■ **Directives**
[A] Reproduce the Subversion article in full, word for word.
[B] Display each row below that contains the word "green".

------ Extract provided ------

Skip to main content

Indie city heist sim Subversion shelved

Subversion, the game once touted as Darwinia developer Introversion's magnum opus, has been put on hold - indefinitely.

The news was broken to fans gently, with a post on the Introversion Forums revealing the studio had submitted a previously unrevealed game to the 2011 Independent Games Festival instead of the expected playable Subversion build.

Introversion's Chris Delay said the project had run up against a brick wall when the team finally admitted they'd devoted too many resources to the game's technology and not enough thought to its gameplay.

"We’d ended up with a game that looked and sounded brilliant, classic Introversion with its blue wireframe and sinister faceless characters. But there was a massive gaping hole where you would normally see a 'core game'. We’d tried and tried to fill that hole with ambitious tech and experimental systems, but you couldn’t escape it," he said.

"We’ve made the fatal mistake of having more fun making the game than gamers would ever have playing it."

Delay assured readers the game has not been cancelled, but urged us to "forget about it for now".

------ Material supplied ------

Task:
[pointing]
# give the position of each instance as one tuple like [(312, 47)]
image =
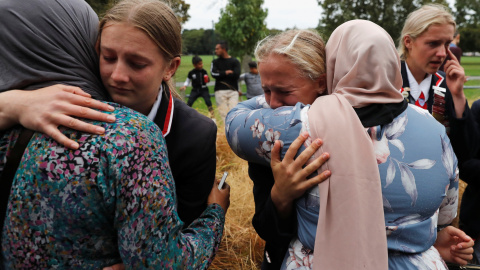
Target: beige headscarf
[(351, 226)]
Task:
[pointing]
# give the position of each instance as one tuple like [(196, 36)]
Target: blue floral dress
[(111, 201), (418, 170)]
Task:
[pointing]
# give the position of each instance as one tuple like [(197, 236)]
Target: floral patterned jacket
[(418, 170), (111, 201)]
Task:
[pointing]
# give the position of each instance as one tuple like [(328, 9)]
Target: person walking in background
[(454, 49), (252, 80), (226, 70), (199, 78)]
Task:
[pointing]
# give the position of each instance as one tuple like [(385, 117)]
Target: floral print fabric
[(111, 201), (418, 170)]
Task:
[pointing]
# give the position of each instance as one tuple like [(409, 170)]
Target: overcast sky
[(282, 14)]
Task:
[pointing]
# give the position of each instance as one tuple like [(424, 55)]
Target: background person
[(252, 80), (457, 51), (470, 173), (226, 70), (199, 78), (100, 205)]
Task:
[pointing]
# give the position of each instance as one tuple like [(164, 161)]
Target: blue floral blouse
[(111, 201), (418, 170)]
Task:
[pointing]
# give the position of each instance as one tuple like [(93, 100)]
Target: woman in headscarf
[(418, 180), (112, 200)]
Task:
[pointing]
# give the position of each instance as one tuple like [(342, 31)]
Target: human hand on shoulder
[(46, 109)]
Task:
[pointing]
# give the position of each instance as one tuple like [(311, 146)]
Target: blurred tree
[(179, 6), (389, 14), (242, 25), (199, 41)]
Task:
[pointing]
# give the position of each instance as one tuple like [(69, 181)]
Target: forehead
[(439, 31)]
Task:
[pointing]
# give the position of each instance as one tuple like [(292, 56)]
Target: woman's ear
[(172, 68)]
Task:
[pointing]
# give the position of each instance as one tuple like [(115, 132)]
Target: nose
[(275, 100), (119, 73)]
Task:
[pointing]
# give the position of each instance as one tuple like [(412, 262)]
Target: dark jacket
[(222, 80), (470, 173), (191, 145), (462, 132)]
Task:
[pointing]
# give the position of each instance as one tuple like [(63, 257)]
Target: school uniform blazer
[(463, 132), (191, 144)]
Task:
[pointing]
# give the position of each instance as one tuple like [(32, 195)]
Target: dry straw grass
[(241, 247)]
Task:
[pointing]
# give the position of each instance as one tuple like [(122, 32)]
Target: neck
[(417, 73)]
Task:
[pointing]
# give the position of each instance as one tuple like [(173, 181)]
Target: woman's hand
[(48, 108), (221, 197), (290, 178), (454, 245), (455, 76)]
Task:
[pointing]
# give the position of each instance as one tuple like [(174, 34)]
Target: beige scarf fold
[(363, 68)]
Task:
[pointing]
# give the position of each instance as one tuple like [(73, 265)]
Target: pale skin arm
[(290, 178), (46, 109), (455, 79), (454, 245)]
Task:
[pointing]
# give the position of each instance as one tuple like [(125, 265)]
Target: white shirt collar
[(154, 110), (415, 88)]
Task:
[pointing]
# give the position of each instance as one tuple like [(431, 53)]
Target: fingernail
[(99, 130)]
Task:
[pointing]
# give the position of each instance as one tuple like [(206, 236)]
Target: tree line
[(242, 22)]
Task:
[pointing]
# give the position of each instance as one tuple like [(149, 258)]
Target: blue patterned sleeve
[(448, 208), (150, 233), (252, 128)]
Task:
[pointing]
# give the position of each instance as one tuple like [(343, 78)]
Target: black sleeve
[(237, 69), (470, 169), (269, 226)]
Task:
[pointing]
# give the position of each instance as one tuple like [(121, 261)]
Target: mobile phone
[(220, 185)]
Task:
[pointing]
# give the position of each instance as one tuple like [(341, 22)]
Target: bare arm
[(48, 108)]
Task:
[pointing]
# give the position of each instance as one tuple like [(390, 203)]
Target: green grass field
[(471, 64)]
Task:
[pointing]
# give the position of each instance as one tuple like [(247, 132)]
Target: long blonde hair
[(420, 20), (156, 19)]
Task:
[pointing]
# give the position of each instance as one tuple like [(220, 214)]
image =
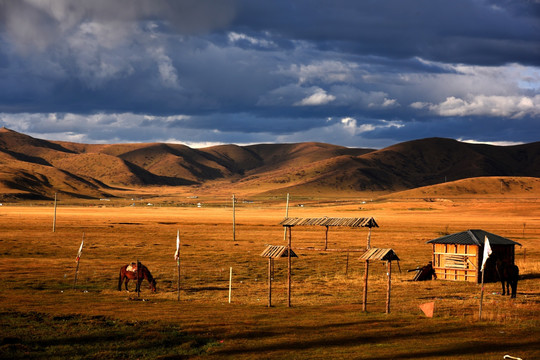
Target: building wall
[(463, 262), (456, 262)]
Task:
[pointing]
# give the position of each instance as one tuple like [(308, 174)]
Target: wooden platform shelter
[(387, 255), (459, 256), (273, 252), (288, 223), (328, 222)]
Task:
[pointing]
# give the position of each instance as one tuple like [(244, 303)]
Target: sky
[(368, 73)]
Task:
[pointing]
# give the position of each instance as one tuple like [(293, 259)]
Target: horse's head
[(153, 285)]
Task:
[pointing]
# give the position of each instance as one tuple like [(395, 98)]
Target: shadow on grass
[(36, 335), (361, 333)]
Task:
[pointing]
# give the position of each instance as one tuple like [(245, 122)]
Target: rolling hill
[(36, 168)]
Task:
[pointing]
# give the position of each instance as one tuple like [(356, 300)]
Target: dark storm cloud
[(475, 32), (348, 72)]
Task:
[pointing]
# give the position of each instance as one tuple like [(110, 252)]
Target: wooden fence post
[(389, 266), (364, 302)]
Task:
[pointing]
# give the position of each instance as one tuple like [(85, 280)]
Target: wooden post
[(389, 266), (178, 279), (364, 301), (230, 285), (326, 238), (78, 259), (269, 282), (481, 296), (347, 265), (177, 256), (138, 287), (289, 250), (234, 219), (286, 216), (54, 216)]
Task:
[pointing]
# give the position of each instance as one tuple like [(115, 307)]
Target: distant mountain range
[(32, 168)]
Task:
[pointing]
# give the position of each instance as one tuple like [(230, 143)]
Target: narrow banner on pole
[(177, 253), (80, 251), (487, 252), (428, 308)]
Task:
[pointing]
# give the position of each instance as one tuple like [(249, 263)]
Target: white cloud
[(497, 143), (235, 37), (325, 71), (498, 106), (320, 97), (167, 71)]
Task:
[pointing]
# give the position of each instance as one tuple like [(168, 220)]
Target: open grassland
[(43, 316)]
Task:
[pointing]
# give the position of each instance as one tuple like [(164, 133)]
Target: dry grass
[(325, 321)]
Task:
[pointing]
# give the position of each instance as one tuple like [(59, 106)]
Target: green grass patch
[(36, 335)]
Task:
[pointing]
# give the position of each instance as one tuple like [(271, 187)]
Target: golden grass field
[(326, 319)]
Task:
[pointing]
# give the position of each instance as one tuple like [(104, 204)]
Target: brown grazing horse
[(129, 272), (509, 274)]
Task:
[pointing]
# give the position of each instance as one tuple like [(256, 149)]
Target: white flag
[(80, 251), (487, 252), (177, 253)]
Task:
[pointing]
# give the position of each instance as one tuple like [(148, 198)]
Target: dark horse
[(130, 271), (509, 274)]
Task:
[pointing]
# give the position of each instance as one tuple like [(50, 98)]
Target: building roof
[(326, 221), (379, 254), (473, 237)]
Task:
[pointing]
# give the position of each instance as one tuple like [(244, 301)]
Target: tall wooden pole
[(481, 296), (389, 265), (326, 239), (138, 288), (230, 285), (178, 279), (177, 257), (269, 282), (364, 300), (78, 259), (289, 275), (286, 216), (347, 265), (54, 217), (234, 219)]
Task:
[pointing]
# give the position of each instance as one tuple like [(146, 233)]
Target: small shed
[(459, 256), (273, 252), (387, 255)]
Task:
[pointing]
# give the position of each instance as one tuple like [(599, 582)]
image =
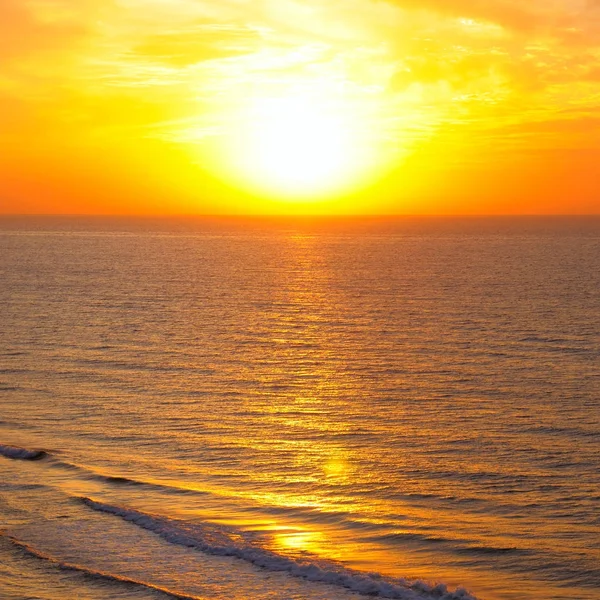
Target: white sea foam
[(211, 540)]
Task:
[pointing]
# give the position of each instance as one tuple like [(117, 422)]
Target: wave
[(21, 453), (67, 566), (212, 540)]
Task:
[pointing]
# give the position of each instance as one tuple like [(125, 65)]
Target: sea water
[(300, 408)]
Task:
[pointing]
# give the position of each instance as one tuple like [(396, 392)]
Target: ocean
[(300, 408)]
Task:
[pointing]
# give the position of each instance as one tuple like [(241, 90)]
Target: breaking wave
[(213, 540), (67, 566)]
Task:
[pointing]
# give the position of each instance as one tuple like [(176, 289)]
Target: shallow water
[(300, 409)]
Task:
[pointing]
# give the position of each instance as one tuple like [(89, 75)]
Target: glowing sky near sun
[(343, 106)]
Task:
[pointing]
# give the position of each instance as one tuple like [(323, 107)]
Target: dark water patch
[(17, 453), (93, 573)]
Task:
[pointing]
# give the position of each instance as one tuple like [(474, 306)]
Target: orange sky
[(279, 106)]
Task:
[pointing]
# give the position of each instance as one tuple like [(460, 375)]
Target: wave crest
[(210, 540)]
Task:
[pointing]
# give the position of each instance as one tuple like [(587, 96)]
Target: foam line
[(66, 566), (211, 540)]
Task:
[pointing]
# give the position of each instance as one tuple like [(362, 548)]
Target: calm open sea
[(310, 409)]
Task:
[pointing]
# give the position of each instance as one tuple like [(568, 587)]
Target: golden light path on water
[(328, 392)]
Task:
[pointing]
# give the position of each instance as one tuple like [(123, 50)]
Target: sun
[(300, 148)]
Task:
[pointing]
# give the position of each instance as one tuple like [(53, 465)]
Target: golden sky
[(278, 106)]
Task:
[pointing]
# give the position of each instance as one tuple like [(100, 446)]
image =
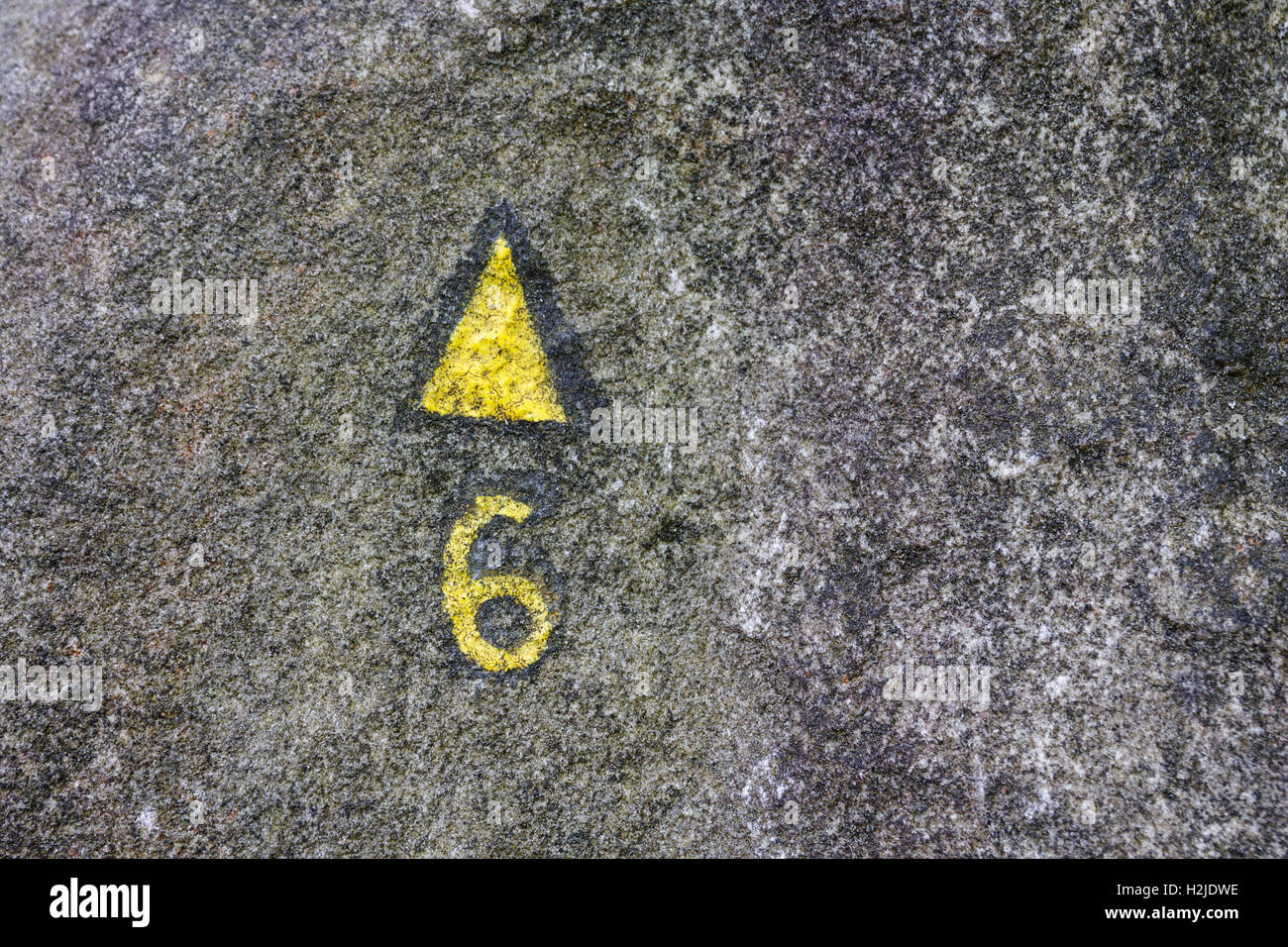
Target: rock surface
[(822, 227)]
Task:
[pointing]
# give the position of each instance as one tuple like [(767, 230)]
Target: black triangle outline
[(559, 339)]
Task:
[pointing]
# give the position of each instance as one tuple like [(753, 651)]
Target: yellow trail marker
[(493, 365), (464, 595)]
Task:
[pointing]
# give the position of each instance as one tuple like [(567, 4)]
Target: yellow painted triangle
[(493, 365)]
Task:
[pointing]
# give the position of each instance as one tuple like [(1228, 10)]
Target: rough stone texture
[(898, 458)]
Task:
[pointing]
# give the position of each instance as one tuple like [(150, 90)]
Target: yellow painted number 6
[(463, 595)]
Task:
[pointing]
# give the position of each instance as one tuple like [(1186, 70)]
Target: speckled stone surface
[(820, 227)]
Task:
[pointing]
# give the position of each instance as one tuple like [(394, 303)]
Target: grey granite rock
[(823, 227)]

------

■ **Answers per task**
[A]
Skip to main content

Indie city heist sim Subversion shelved

Subversion, the game once touted as Darwinia developer Introversion's magnum opus, has been put on hold - indefinitely.

The news was broken to fans gently, with a post on the Introversion Forums revealing the studio had submitted a previously unrevealed game to the 2011 Independent Games Festival instead of the expected playable Subversion build.

Introversion's Chris Delay said the project had run up against a brick wall when the team finally admitted they'd devoted too many resources to the game's technology and not enough thought to its gameplay.

"We’d ended up with a game that looked and sounded brilliant, classic Introversion with its blue wireframe and sinister faceless characters. But there was a massive gaping hole where you would normally see a 'core game'. We’d tried and tried to fill that hole with ambitious tech and experimental systems, but you couldn’t escape it," he said.

"We’ve made the fatal mistake of having more fun making the game than gamers would ever have playing it."

Delay assured readers the game has not been cancelled, but urged us to "forget about it for now".

[B]
Target: green grass field
Target: green grass patch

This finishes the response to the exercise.